_Work to complete_
Duplicate the records from the line with "point: the white headstone in this photo" up to and including the line with "point: the weeds at grave base in this photo", keeping each line unchanged.

(Dataset excerpt)

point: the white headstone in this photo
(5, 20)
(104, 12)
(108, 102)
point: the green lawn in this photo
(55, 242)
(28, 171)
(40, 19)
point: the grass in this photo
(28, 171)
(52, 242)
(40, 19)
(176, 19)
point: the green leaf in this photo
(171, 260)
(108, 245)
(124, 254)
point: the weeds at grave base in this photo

==

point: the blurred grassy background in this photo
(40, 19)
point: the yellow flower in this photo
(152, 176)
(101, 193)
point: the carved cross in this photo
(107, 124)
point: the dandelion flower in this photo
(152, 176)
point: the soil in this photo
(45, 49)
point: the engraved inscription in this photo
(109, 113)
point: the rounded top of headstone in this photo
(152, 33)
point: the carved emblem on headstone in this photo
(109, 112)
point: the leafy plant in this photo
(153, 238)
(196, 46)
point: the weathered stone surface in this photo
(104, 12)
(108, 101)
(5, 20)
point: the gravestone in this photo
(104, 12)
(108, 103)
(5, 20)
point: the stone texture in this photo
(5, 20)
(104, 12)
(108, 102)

_Result below_
point: the white headstone in this photo
(5, 20)
(104, 12)
(108, 102)
point: the green lawn in this photo
(55, 242)
(28, 171)
(40, 19)
point: the grass in this photo
(28, 171)
(52, 242)
(40, 19)
(176, 19)
point: the green leaf in this photo
(171, 260)
(108, 245)
(124, 254)
point: the weeds at grave base in this photo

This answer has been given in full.